• [Task details] Repeat every one of the items below word for word.

• [Provided data]
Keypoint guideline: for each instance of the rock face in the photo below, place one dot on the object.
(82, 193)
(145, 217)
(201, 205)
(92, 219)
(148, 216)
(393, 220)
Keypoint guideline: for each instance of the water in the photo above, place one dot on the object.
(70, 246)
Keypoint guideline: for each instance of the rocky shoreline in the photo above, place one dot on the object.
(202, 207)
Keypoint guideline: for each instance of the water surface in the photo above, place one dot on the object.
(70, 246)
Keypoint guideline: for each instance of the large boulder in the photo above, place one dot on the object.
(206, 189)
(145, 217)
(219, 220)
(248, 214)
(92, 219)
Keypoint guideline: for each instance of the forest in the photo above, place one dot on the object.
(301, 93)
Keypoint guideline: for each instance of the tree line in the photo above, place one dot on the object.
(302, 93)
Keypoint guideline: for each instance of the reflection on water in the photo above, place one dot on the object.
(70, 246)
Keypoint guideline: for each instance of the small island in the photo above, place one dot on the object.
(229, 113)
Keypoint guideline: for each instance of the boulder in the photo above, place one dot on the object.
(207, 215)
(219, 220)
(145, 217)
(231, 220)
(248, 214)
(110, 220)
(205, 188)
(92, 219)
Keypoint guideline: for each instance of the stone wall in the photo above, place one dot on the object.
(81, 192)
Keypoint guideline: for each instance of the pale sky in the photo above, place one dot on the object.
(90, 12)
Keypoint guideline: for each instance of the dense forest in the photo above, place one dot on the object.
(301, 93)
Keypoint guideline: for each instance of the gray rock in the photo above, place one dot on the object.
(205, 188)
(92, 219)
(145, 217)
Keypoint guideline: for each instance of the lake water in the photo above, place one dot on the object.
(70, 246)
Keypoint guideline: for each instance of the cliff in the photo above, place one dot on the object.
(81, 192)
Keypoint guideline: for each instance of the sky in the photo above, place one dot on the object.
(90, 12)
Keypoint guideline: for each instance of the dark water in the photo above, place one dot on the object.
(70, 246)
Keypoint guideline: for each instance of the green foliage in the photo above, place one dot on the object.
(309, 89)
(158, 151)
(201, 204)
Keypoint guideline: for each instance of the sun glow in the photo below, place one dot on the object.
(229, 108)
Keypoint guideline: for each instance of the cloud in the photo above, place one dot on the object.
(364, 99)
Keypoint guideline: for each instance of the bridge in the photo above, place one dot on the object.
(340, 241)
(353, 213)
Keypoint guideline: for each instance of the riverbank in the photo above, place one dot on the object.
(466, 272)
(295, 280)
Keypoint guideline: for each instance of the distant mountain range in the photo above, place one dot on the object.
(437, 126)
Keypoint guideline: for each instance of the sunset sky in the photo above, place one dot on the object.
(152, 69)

• [Task solution]
Keypoint guideline: for each instance of the rock face in the photo below, place one dot on the object.
(82, 193)
(145, 217)
(201, 205)
(92, 219)
(148, 216)
(393, 220)
Keypoint guideline: for each instance of the water in the photo above, place one dot on the object.
(70, 246)
Keypoint guideline: for each instance of the rocky shoreline in the photo above, place one dot on the object.
(202, 207)
Keypoint guideline: for each instance of the water surface in the photo above, place one dot on the object.
(70, 246)
Keypoint guideline: for each instance of the large boulder in the photo above, place one dot on the object.
(206, 189)
(145, 217)
(219, 220)
(248, 214)
(92, 219)
Keypoint guideline: for each instance of the forest in the photo above, place one dot on the object.
(301, 93)
Keypoint guideline: for each instance of the tree line in the photo above, place one dot on the object.
(302, 93)
Keypoint guideline: for each instance of the reflection on water in the photo above, place one dot on the object.
(70, 246)
Keypoint guideline: for each instance of the small island in the photo above, place one dot on the object.
(229, 113)
Keypoint guideline: for each instance of the boulder in the photo above, place one dot on the object.
(207, 215)
(219, 220)
(145, 217)
(231, 220)
(248, 214)
(110, 220)
(205, 188)
(92, 219)
Keypoint guideline: for each instance of the stone wall in the photo above, place one dot on the object.
(81, 192)
Keypoint guideline: for each instance of the pale sky in the photo above, place one dot on the object.
(90, 12)
Keypoint guideline: for each instance of the dense forest in the photo above, place one dot on the object.
(301, 93)
Keypoint guideline: for each instance of the gray rock in the photo above, place one dot on the object.
(205, 188)
(92, 219)
(145, 217)
Keypoint guideline: for each instance of the lake water in the photo above, place one dot on the object.
(70, 246)
Keypoint guideline: for each instance of the cliff in the photo above, place one dot on the object.
(81, 192)
Keypoint guideline: for each instance of the sky in the photo above, place one dot on the object.
(90, 12)
Keypoint guideline: for each instance of the dark water in the photo above, place one dot on the object.
(70, 246)
Keypoint guideline: for each instance of the green foliage in the photo above, place one dot on the object.
(309, 89)
(158, 151)
(201, 204)
Keypoint guideline: for each instance of the sun glow in the photo below, place one dot on the object.
(229, 108)
Keypoint guideline: for each instance of the cloud in the photo above, place one dot on the object.
(364, 99)
Keypoint guideline: for each instance of the bridge in the photo above, place one dot on the object.
(340, 241)
(353, 213)
Keypoint guideline: for each instance of the riverbank in the photo above, place one dot on the object.
(466, 272)
(295, 280)
Keypoint guideline: for each instance of the distant mountain range in the photo above, place one dot on the object.
(437, 126)
Keypoint guideline: for each instance of the sunset sky in the photo above, place one dot on the object.
(152, 69)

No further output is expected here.